**WHAT THE EXERCISE ASKS:**
With the pictures omitted, write out the entries that follow exactly as they stand.

------------------------------------------------------------------------

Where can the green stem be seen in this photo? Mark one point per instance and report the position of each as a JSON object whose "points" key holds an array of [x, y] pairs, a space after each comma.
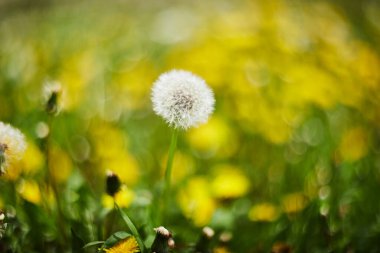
{"points": [[169, 164], [168, 172]]}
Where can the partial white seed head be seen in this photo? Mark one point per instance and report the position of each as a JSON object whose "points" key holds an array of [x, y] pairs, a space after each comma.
{"points": [[163, 231], [183, 99], [12, 145], [208, 232]]}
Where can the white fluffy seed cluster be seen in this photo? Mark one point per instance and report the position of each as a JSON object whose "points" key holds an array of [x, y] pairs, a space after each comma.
{"points": [[12, 145], [183, 99]]}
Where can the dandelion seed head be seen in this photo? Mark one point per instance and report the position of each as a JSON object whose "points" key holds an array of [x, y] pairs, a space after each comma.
{"points": [[12, 146], [208, 232], [183, 99]]}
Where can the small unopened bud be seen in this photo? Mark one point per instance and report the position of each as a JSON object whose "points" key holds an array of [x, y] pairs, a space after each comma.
{"points": [[52, 93], [171, 243], [113, 184], [204, 243], [162, 241]]}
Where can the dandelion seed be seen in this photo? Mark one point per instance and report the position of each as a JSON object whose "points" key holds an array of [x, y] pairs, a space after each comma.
{"points": [[183, 99], [52, 92], [12, 146], [128, 245]]}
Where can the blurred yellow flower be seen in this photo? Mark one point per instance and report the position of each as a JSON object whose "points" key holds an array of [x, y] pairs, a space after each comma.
{"points": [[12, 146], [229, 182], [183, 166], [32, 162], [354, 144], [263, 212], [213, 137], [29, 190], [123, 198], [196, 202], [294, 202], [128, 245]]}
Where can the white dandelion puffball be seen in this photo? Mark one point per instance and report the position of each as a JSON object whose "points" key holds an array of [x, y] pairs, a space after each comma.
{"points": [[183, 99], [12, 146]]}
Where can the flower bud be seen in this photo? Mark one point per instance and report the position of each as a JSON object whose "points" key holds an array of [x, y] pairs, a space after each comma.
{"points": [[163, 241], [113, 184]]}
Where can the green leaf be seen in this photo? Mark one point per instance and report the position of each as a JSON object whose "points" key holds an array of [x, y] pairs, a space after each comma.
{"points": [[131, 227], [90, 244], [115, 238]]}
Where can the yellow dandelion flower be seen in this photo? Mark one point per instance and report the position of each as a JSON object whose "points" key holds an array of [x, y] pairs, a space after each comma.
{"points": [[128, 245], [12, 146], [29, 190], [294, 202], [229, 182]]}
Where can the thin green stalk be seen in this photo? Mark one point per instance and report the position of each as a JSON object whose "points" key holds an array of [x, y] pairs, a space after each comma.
{"points": [[131, 227], [169, 164]]}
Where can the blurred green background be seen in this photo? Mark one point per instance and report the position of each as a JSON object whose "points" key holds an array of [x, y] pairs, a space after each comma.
{"points": [[289, 159]]}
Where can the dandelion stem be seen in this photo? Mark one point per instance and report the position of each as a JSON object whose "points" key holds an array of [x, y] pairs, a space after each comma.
{"points": [[169, 164]]}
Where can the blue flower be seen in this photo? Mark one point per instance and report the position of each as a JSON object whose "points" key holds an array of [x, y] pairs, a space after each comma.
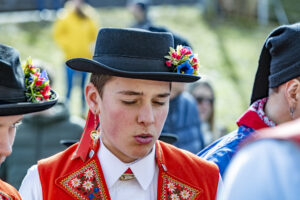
{"points": [[185, 67], [44, 75], [96, 189]]}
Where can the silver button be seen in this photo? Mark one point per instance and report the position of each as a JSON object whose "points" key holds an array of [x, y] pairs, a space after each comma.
{"points": [[91, 153], [164, 167]]}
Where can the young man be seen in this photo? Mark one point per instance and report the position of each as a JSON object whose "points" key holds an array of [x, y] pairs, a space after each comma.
{"points": [[128, 97], [13, 105], [274, 97]]}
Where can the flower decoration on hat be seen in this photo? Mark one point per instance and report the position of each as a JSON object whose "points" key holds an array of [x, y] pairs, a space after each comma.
{"points": [[36, 83], [183, 61]]}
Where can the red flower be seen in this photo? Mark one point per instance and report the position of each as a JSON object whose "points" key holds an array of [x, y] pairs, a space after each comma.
{"points": [[38, 98], [174, 55], [39, 81], [194, 60], [46, 96], [37, 74], [47, 88], [169, 63]]}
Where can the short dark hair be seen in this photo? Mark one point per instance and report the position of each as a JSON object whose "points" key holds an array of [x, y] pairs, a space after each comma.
{"points": [[99, 80]]}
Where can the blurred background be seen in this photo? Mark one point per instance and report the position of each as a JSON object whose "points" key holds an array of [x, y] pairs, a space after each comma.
{"points": [[227, 35]]}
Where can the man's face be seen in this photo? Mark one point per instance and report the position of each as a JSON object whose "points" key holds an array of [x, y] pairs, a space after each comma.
{"points": [[132, 115], [8, 126]]}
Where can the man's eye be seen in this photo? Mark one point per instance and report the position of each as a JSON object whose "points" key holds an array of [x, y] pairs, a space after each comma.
{"points": [[15, 125], [129, 102], [159, 103]]}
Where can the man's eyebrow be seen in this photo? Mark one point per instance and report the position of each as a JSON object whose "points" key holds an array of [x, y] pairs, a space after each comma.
{"points": [[19, 120], [163, 95], [130, 92]]}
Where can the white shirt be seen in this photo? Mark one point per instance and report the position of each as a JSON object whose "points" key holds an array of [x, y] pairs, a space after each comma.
{"points": [[143, 187]]}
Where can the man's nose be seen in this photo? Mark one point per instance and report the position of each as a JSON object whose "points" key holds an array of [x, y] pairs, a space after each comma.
{"points": [[5, 145], [146, 115]]}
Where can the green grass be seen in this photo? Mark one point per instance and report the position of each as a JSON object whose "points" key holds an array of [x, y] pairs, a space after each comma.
{"points": [[228, 51]]}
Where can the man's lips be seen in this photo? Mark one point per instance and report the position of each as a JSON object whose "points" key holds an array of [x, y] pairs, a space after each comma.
{"points": [[144, 138]]}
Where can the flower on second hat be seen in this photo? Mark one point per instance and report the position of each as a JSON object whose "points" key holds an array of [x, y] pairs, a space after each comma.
{"points": [[183, 61], [37, 83]]}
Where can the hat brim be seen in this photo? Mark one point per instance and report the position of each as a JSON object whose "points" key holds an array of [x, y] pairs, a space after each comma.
{"points": [[87, 65], [168, 138], [21, 108]]}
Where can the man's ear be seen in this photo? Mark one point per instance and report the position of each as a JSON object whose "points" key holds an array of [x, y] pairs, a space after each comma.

------------------------------------------------------------------------

**OUTPUT FOR THIS TASK:**
Where can the green stem be seen in this photo? Mark one point per instance and report the position of each as a JSON object whose "points" key holds an array of [x, y] pairs, a space after each comma.
{"points": [[169, 164], [168, 172]]}
Where can the partial white seed head be seen in this photo? Mark one point per instance and report the position of each as a JSON object whose "points" key holds an array of [x, y] pairs, a space after each comma.
{"points": [[163, 231], [183, 99], [12, 145], [208, 232]]}
Where can the white fluffy seed cluster be seen in this photo? Mark one point per instance and report the position of each as a JSON object whose "points" key holds an array of [x, y] pairs, a space after each comma.
{"points": [[12, 145], [183, 99]]}
Where can the dandelion seed head be seen in this photo? Mark one point per instance and report the position of each as a JSON object whose "points" key holds an array of [x, y] pairs, a space after each comma.
{"points": [[12, 146], [208, 232], [183, 99]]}
Where can the small unopened bud be seen in this photo? Mark one point per instance and report the position of each as a JSON object whose "points" key holds an array of [x, y] pairs, a space after each comma.
{"points": [[52, 93], [171, 243], [113, 184], [204, 243], [162, 241]]}
Where can the dandelion seed be seen in this photo? Mark one point per instance and report the position of each as a JSON object whose "points" key holds an array of [x, y] pairs, a space after each comma.
{"points": [[183, 99], [52, 92], [12, 146], [128, 245]]}
Where can the blurred yellow flower be seen in this photo? Mark one point per instance and report the position of each as a JSON object whose "points" key holds an array of [x, y] pairs, a space after each comma.
{"points": [[12, 146], [229, 182], [183, 166], [32, 162], [354, 144], [263, 212], [213, 137], [29, 190], [123, 198], [196, 202], [294, 202], [128, 245]]}
Where can the white dandelion puffball be seen in this photo? Mark one point per instance and report the position of each as a JSON object whose "points" key holds an array of [x, y] pairs, a space after each comma.
{"points": [[183, 99], [12, 146]]}
Where can the flower bud be seen in this photo? Mark one point per instance and report the position of each as a JSON object whose "points" key holds an array of [x, y] pairs, a space after each comma.
{"points": [[163, 241], [113, 184]]}
Where can the green leaf be seen in this photo? Mark one point per instance and report the position of each as a JSON object whose "points" key holds an array of [x, y] pairs, a space after each comma.
{"points": [[131, 227], [90, 244], [115, 238]]}
Where can the yellow dandelion flower be seen in this photo? Mark one point per instance and report the position of each as a JSON object whose "points" key holds an array of [x, y] pairs, a space after each comma.
{"points": [[128, 245], [12, 146], [29, 190], [294, 202], [229, 182]]}
Where can the thin green stalk be seen in this photo? Mark one point per instance and report the position of each as a JSON object whose "points" key holds an array of [x, y] pairs, a space after each comma.
{"points": [[131, 227], [169, 164]]}
Where can the blurred green background be seen in this photo? Mark one point per instance and report the position of each as a JSON object whose "points" key holds an array of [x, y] pairs, a space after each comma.
{"points": [[289, 159]]}
Where can the dandelion stem be seen in this photo? Mark one point per instance and report the position of each as a JSON object whose "points" key holds an array of [x, y] pairs, a space after each comma.
{"points": [[169, 164]]}
Where can the blue flower be seen in this photo? Mark one point per instance and report the position of each as a JSON object whose "points" key holds an array of [x, y] pairs, a space after each comma.
{"points": [[185, 67], [44, 75], [96, 189]]}
Where can the silver button be seen in this photo? Mark one point per instance and report the position of each as a JSON object whose "points" key holds an array of [x, y] pairs, a space after each comma.
{"points": [[91, 153], [164, 167]]}
Where can the young man be seen in this photo? Mark one point per instance and report the position of each as a JSON object whose "points" key holds an array of [x, y] pairs, a space after each comma.
{"points": [[128, 97], [13, 105], [274, 97]]}
Where can the flower decoration on hat be seen in this photo? Mark one point per instance and report the position of each as a JSON object whose "points" key holds an array of [x, y] pairs, a space after each comma.
{"points": [[36, 83], [183, 61]]}
Where can the red flower be seen in this photo? Mark one point per instance and report the position of each as a JSON object whose "points" key holds an array of [x, y] pairs, a space after each comma.
{"points": [[38, 98], [174, 55], [39, 81], [194, 60], [46, 96], [37, 74], [47, 88], [169, 63]]}
Where can the short dark hair be seen in this photo? Mark one point per instance and report the position of each as a JSON object whose "points" key holds an array of [x, y] pairs, a space after each comma.
{"points": [[99, 80]]}
Where can the blurred background be seen in this photo? Mark one point per instance and report the position of each as a JSON object whose "points" key holds an array of [x, y] pairs, a space after each comma.
{"points": [[227, 35]]}
Where can the man's face be seen in this photo? Mark one point per instance and report the position of each as a JSON object whose "points" key holds an array of [x, y] pairs, a space after each comma.
{"points": [[132, 115], [8, 126]]}
Where can the man's eye be seen in this photo? Mark one point per instance and report the position of each as a JSON object whose "points" key holds an array of [x, y] pairs, a space after each comma.
{"points": [[15, 125], [129, 102], [159, 103]]}
Where can the man's eyebrow be seen in this photo? Mark one point per instance and report the position of each as a JSON object whose "points" key holds an array of [x, y] pairs, a space after each comma.
{"points": [[19, 120], [163, 95], [130, 92]]}
Where can the white shirt be seen in this photo? Mark one point per instance and report the position of each as a JSON object whose "points" key holds an array of [x, y] pairs, a space after each comma.
{"points": [[143, 187]]}
Where can the man's nose be seen in this photo? Mark one point per instance and report the position of each as a JSON object whose "points" key holds an array of [x, y] pairs, a space after each comma.
{"points": [[5, 145], [146, 115]]}
Where can the green grass be seen in this photo? Mark one point per instance and report the position of each as a JSON object whose "points" key holds an array of [x, y] pairs, a space after each comma.
{"points": [[228, 51]]}
Where can the man's lips be seen in this photo? Mark one point per instance and report the position of each as a JSON object whose "points" key holds an array of [x, y] pairs, a space after each comma.
{"points": [[144, 138]]}
Where can the flower on second hat be seen in this photo? Mark one point per instance and report the position of each as a JSON object whose "points" key holds an array of [x, y] pairs, a space after each comma.
{"points": [[183, 61], [37, 83]]}
Where can the hat brim be seen in this photo? Mark one point per instance and report the position of each as a JSON object whose "points" key holds an array of [x, y] pairs, a space after each comma.
{"points": [[87, 65], [168, 138], [21, 108]]}
Where can the man's ear be seen in this photo? Mark one point per instance and report the position of each as a JSON object whose "points" key holds an array of [x, y] pairs, a space after each comma.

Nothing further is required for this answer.